__Objective__
Could you recast the lines below, from the very first one through the line containing "point(282, 418)" (both included), as a JSON list of strings with one string per line and blank lines left out?
Start of Provided material
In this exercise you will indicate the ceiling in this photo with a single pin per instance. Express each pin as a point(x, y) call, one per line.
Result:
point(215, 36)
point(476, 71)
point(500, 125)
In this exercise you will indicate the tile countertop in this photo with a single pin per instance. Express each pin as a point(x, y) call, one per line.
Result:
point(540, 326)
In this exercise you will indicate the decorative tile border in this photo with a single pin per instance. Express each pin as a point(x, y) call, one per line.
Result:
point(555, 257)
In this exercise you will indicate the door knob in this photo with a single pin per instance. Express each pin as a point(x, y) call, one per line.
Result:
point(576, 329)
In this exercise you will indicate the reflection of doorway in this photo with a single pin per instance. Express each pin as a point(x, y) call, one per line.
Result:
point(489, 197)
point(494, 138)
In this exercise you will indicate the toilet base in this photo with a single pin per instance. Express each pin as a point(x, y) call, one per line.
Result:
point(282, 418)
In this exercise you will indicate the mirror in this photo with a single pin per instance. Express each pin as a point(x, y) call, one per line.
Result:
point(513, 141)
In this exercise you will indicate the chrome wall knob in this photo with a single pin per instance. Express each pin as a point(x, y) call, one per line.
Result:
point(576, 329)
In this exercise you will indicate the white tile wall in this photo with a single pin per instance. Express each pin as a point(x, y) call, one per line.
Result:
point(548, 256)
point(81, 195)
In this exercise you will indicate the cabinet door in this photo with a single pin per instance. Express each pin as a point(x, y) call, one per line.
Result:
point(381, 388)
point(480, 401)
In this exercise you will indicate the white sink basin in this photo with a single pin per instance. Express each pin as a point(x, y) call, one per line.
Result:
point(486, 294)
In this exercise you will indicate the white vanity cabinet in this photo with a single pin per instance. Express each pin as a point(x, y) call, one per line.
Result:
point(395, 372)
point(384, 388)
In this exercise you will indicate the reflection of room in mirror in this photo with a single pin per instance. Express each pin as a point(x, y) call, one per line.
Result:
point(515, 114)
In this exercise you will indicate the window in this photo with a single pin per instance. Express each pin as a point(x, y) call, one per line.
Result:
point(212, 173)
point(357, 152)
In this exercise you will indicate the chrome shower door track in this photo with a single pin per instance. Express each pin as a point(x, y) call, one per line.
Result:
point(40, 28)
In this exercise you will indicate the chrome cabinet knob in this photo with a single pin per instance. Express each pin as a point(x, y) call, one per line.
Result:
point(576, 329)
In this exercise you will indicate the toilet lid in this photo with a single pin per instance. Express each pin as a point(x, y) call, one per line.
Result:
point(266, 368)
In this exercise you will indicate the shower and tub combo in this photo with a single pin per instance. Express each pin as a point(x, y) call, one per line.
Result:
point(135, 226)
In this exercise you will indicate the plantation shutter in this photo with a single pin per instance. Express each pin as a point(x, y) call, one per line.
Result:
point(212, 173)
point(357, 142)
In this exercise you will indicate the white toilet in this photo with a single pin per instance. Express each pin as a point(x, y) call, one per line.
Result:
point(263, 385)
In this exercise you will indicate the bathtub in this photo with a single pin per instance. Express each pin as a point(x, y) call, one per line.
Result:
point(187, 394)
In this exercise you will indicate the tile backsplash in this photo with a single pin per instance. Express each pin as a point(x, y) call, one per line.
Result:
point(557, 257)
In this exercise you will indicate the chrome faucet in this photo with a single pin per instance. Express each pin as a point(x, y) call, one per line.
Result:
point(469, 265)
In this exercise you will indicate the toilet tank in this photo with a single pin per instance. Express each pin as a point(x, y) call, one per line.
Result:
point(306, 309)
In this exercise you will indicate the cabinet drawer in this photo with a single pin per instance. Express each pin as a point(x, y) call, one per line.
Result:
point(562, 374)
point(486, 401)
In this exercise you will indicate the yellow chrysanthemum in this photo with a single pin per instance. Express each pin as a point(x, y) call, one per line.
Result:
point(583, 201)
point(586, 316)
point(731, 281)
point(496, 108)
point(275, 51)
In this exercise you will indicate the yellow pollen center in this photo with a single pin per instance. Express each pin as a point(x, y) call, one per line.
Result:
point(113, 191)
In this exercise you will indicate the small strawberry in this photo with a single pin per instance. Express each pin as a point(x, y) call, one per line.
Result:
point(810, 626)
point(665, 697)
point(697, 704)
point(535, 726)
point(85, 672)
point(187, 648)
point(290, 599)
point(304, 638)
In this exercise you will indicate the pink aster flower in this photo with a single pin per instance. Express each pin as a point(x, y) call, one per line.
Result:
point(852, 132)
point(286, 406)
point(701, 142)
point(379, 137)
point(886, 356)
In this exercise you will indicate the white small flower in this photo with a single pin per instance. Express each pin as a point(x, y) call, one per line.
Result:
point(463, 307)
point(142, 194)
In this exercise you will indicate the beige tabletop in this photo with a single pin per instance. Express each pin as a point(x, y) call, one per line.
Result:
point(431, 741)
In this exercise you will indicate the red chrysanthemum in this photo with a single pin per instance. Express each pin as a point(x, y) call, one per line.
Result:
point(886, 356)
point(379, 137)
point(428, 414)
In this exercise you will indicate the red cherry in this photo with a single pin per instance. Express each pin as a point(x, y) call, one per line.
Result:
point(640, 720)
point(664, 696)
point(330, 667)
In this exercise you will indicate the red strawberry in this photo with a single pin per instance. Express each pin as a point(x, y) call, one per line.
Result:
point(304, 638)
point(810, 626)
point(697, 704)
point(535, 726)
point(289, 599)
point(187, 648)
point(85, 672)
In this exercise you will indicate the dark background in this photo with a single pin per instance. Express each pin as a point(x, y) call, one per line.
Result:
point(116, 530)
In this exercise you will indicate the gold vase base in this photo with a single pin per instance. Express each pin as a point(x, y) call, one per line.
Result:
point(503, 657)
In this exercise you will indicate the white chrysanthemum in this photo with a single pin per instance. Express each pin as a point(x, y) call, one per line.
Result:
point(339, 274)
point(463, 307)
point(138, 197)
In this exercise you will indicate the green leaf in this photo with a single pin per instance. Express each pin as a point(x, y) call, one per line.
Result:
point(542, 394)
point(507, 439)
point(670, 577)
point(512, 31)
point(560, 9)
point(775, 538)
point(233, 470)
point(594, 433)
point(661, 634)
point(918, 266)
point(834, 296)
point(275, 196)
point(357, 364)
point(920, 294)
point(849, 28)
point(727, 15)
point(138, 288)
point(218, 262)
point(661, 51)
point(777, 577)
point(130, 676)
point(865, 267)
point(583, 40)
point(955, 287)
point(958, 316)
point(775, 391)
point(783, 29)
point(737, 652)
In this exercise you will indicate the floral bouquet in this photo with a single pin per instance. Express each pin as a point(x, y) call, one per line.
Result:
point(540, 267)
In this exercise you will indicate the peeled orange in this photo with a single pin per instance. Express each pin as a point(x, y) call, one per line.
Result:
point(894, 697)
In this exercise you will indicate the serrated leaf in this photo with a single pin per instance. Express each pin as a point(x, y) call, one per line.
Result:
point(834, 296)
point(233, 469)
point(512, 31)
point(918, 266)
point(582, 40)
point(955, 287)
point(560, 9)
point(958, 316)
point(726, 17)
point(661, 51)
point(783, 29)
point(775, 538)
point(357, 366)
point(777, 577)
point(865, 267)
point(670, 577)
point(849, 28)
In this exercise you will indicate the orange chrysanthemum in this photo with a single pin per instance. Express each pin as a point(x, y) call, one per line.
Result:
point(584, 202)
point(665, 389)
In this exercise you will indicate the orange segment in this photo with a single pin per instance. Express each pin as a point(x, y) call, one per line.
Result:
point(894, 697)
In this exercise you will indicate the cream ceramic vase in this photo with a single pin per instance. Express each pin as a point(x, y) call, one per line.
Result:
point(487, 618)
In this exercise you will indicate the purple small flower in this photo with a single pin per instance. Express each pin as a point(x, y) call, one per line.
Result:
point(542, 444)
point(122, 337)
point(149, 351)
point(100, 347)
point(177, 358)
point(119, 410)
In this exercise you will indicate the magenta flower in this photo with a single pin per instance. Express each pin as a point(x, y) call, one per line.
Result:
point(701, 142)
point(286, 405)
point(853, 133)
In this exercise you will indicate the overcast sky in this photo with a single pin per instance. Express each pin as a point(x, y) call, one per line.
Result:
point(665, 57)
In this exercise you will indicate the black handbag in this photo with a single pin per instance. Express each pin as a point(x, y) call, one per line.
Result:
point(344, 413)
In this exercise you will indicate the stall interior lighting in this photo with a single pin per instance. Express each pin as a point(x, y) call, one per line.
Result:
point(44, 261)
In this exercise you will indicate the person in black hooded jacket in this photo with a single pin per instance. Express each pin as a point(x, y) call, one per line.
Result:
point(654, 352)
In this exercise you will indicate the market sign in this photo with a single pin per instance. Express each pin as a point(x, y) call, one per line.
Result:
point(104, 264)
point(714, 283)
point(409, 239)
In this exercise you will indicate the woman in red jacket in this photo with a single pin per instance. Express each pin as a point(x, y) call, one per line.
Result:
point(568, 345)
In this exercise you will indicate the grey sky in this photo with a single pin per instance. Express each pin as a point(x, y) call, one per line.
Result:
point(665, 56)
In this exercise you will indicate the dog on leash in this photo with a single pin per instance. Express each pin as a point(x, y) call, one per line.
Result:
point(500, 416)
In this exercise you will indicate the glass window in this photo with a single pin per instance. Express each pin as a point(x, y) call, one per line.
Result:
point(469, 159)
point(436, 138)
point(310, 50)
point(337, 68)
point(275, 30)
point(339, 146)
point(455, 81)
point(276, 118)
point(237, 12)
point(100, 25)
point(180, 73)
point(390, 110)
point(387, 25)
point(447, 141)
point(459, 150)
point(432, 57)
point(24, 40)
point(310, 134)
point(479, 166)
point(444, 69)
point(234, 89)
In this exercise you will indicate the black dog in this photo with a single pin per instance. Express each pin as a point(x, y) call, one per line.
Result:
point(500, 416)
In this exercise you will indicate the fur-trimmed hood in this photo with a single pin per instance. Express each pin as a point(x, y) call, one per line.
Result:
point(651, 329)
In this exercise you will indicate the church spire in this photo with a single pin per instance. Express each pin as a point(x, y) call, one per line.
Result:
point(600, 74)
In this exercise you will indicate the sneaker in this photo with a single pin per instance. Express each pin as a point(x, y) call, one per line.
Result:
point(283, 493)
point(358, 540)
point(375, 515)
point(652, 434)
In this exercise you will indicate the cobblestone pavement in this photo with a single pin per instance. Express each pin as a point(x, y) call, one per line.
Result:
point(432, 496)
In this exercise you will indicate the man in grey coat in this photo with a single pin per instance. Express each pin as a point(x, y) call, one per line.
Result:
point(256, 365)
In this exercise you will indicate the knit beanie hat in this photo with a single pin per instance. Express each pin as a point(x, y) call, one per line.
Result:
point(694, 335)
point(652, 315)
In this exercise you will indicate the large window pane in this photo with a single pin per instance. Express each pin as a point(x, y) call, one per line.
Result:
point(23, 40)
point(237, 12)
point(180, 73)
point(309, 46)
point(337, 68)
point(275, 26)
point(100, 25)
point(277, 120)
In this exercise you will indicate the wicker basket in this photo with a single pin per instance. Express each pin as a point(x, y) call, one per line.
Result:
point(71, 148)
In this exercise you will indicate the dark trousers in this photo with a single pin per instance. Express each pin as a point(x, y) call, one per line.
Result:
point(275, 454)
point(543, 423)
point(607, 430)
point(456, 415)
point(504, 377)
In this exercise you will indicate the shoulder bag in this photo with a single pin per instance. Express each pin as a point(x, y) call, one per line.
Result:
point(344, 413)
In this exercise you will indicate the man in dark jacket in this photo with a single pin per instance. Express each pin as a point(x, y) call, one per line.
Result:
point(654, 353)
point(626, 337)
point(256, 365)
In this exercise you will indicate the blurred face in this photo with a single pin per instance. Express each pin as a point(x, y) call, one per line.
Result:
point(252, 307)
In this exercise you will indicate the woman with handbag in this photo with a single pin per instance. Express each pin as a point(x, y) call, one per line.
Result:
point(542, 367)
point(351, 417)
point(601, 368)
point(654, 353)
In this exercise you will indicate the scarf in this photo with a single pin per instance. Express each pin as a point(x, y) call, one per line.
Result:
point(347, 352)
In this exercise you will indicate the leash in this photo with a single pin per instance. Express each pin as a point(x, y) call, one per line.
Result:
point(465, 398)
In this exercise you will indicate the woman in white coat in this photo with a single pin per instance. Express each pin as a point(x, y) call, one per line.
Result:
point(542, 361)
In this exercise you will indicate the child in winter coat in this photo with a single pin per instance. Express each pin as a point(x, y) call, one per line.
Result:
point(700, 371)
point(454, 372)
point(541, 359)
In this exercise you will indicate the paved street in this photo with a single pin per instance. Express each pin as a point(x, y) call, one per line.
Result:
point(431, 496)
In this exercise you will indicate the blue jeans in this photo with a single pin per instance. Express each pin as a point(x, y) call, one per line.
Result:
End of Provided material
__Reply__
[
  "In this exercise you will indicate the ceiling in this photo with a single pin per instance. Express each pin as a point(x, y) call, one per line.",
  "Result:",
  "point(215, 36)",
  "point(476, 71)",
  "point(500, 125)",
  "In this exercise you will indicate the tile countertop in this photo with a single pin per instance. Express each pin as a point(x, y) call, one per line.",
  "Result:",
  "point(540, 326)",
  "In this exercise you will indicate the decorative tile border in this photo with a single pin per instance. Express each pin as a point(x, y) call, one per line.",
  "Result:",
  "point(555, 257)",
  "In this exercise you will indicate the door knob in this photo with a single pin per instance. Express each pin as a point(x, y) call, one per line.",
  "Result:",
  "point(576, 329)",
  "In this exercise you will indicate the reflection of doorway in this photo with a single pin per instance. Express each pin as a point(x, y) call, one per line.",
  "Result:",
  "point(489, 197)",
  "point(494, 138)",
  "In this exercise you will indicate the toilet base in this photo with a single pin per instance. Express each pin as a point(x, y) call, one per line.",
  "Result:",
  "point(282, 418)"
]